Goal: Could you copy out all of the data below, line for line, with no changes?

(Pointing data)
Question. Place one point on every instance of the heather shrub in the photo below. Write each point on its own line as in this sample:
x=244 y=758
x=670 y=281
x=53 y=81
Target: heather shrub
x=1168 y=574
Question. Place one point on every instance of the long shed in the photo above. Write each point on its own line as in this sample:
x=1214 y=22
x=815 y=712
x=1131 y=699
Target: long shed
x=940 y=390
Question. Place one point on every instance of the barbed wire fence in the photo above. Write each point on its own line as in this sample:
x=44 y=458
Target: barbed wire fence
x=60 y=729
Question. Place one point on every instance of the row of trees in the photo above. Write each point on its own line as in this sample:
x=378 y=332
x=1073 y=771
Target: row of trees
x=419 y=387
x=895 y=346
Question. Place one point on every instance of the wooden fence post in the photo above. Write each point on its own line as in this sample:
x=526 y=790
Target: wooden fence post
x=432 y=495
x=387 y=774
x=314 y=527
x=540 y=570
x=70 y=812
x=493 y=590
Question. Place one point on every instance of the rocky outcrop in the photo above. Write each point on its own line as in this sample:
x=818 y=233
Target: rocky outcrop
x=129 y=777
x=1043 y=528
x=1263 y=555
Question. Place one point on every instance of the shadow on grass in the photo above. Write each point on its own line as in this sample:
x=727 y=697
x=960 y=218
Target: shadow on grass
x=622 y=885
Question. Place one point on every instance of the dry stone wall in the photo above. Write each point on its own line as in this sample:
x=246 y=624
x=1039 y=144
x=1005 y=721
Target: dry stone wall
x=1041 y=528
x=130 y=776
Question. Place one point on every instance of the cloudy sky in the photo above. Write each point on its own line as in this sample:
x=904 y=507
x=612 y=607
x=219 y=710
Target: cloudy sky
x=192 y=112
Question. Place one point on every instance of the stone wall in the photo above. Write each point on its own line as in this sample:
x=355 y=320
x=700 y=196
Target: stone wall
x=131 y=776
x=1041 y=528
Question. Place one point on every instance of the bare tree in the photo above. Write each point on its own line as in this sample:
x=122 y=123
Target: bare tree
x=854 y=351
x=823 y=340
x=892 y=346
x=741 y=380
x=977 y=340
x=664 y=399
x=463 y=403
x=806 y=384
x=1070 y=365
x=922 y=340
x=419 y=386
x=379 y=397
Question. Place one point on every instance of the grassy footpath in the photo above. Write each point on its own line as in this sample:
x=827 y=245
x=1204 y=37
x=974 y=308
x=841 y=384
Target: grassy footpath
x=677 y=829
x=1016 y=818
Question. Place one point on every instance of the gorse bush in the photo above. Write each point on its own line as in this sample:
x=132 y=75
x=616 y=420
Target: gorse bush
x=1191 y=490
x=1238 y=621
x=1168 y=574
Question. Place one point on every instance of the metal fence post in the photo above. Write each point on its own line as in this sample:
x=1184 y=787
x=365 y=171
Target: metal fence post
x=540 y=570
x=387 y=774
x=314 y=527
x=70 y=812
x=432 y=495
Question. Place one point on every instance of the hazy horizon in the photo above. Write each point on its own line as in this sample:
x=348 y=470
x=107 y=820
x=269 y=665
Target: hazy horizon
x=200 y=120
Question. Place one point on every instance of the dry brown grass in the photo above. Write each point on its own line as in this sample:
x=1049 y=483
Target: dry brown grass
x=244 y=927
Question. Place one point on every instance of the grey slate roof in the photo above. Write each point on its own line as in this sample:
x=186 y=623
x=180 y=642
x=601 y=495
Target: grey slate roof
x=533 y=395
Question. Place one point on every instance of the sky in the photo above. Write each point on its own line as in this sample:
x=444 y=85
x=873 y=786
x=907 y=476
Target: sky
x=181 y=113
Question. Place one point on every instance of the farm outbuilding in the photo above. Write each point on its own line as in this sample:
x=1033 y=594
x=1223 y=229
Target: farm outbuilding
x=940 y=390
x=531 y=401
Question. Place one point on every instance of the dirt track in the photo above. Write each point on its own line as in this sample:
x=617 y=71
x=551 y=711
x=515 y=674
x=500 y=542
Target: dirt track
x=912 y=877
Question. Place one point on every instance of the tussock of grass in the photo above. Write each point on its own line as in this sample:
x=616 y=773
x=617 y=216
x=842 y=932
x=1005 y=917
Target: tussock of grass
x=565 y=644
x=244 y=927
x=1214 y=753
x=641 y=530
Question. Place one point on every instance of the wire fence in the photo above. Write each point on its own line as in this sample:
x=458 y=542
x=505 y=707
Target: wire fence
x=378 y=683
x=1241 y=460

Correct result:
Question. Place one point on every instance of the heather shrub in the photo below. Write each point on its own line as in this sample:
x=244 y=758
x=670 y=281
x=53 y=81
Target: heather shrub
x=1168 y=574
Question. Place one point on every instance of the long shed in the photo above. Write each point on its own line as in this sample:
x=1214 y=22
x=815 y=712
x=1131 y=699
Target: long shed
x=940 y=390
Question. Place one point on every instance of the barbed wire fence in the photo above. Write each point on its own line as in this sample:
x=44 y=458
Target: barbed wire fence
x=60 y=729
Question. Place one point on every instance of the row of trees in the photo above. Write each point on its own line as in this sample:
x=378 y=332
x=1073 y=771
Target: row of trees
x=419 y=387
x=895 y=346
Question. Place one point on every instance of the wooden fence post in the photo above. Write each point on its own line as in this sample:
x=526 y=790
Target: wooden fence post
x=432 y=495
x=387 y=774
x=314 y=527
x=540 y=570
x=70 y=812
x=493 y=590
Question. Place one point on every instance of the rocky outcrop in the photo above. Write each point on its own line as in this sample:
x=818 y=233
Target: rocky outcrop
x=129 y=777
x=1043 y=528
x=1263 y=555
Question. Place one point on every instance of the shadow on grass in the photo above. Write each point on its own line as in this sample:
x=727 y=697
x=960 y=218
Target: shadow on grass
x=622 y=885
Question. Place one point on every instance of the dry stone wall in the photo above. Write each point on its own line as in this sample:
x=246 y=624
x=1039 y=144
x=1005 y=721
Target: dry stone wall
x=1041 y=528
x=130 y=776
Question. Place one point on every instance of the cloudy sky in the photo above. Write each point on its own line as in this sample:
x=904 y=507
x=612 y=607
x=219 y=710
Target: cloudy sky
x=192 y=112
Question. Place one point on every instance of the stone wall in the photo above. Write each point on its own line as in this sample:
x=355 y=320
x=700 y=196
Target: stone wall
x=131 y=776
x=1041 y=528
Question. Place one point on every instance of the bare tree in the photo above. Write each point on its own line as in this sample:
x=122 y=123
Target: bare tree
x=854 y=351
x=823 y=340
x=892 y=346
x=741 y=380
x=977 y=340
x=664 y=399
x=463 y=403
x=806 y=384
x=1070 y=365
x=922 y=340
x=419 y=386
x=379 y=397
Question. Place one point on every instance of the grassy footpath in the photo above. Write each point on its own line as in this sample:
x=827 y=245
x=1204 y=37
x=974 y=308
x=841 y=384
Target: grassy footpath
x=677 y=829
x=1016 y=818
Question. Place one point on every instance of the gorse bush in the photo above. Write each point on its own line as in this sample:
x=132 y=75
x=616 y=420
Target: gorse bush
x=1191 y=490
x=1238 y=621
x=1168 y=574
Question. Place one point on every instance of the metal fence post in the photo above. Write each point on its own line as in this sample:
x=1184 y=787
x=365 y=171
Target: metal fence post
x=540 y=570
x=387 y=774
x=314 y=527
x=70 y=812
x=432 y=495
Question. Place one point on every instance of the hazy horizon in the photo above. Write each point on its own line as in this sample:
x=348 y=470
x=107 y=820
x=269 y=665
Target: hazy horizon
x=200 y=120
Question. Place one point on every instance of the dry brown grass in the photo above. Write each point on its own line as in this sample:
x=1049 y=483
Target: dry brown grass
x=244 y=927
Question. Place one point on every instance of the grey slate roof in the photo above. Write each point on its own line as in this sample:
x=186 y=623
x=180 y=642
x=601 y=495
Target: grey slate roof
x=533 y=395
Question. Place one point on every instance of the sky in the photo above. Write each point on its own line as in this sample:
x=444 y=85
x=873 y=786
x=907 y=476
Target: sky
x=181 y=113
Question. Place one point on every instance of the farm outbuilding in the photo above. Write each point on its own line as in this sample:
x=1033 y=594
x=1223 y=229
Target: farm outbuilding
x=940 y=390
x=531 y=401
Question. Place one point on every instance of the dirt track in the photo above. Write each point on its own line as in this sample:
x=617 y=71
x=551 y=711
x=515 y=674
x=500 y=542
Target: dirt track
x=912 y=877
Question. Place one point on every instance of the tussock of grass in the photo above. Write each point on its own line as in this sample:
x=616 y=773
x=617 y=216
x=842 y=932
x=1005 y=917
Target: tussock of grass
x=565 y=644
x=244 y=927
x=1214 y=753
x=641 y=530
Question. Place one point on every instance of the wire fence in the photo above. Write each point on its own line as in this sample:
x=458 y=542
x=505 y=707
Target: wire fence
x=378 y=683
x=1241 y=460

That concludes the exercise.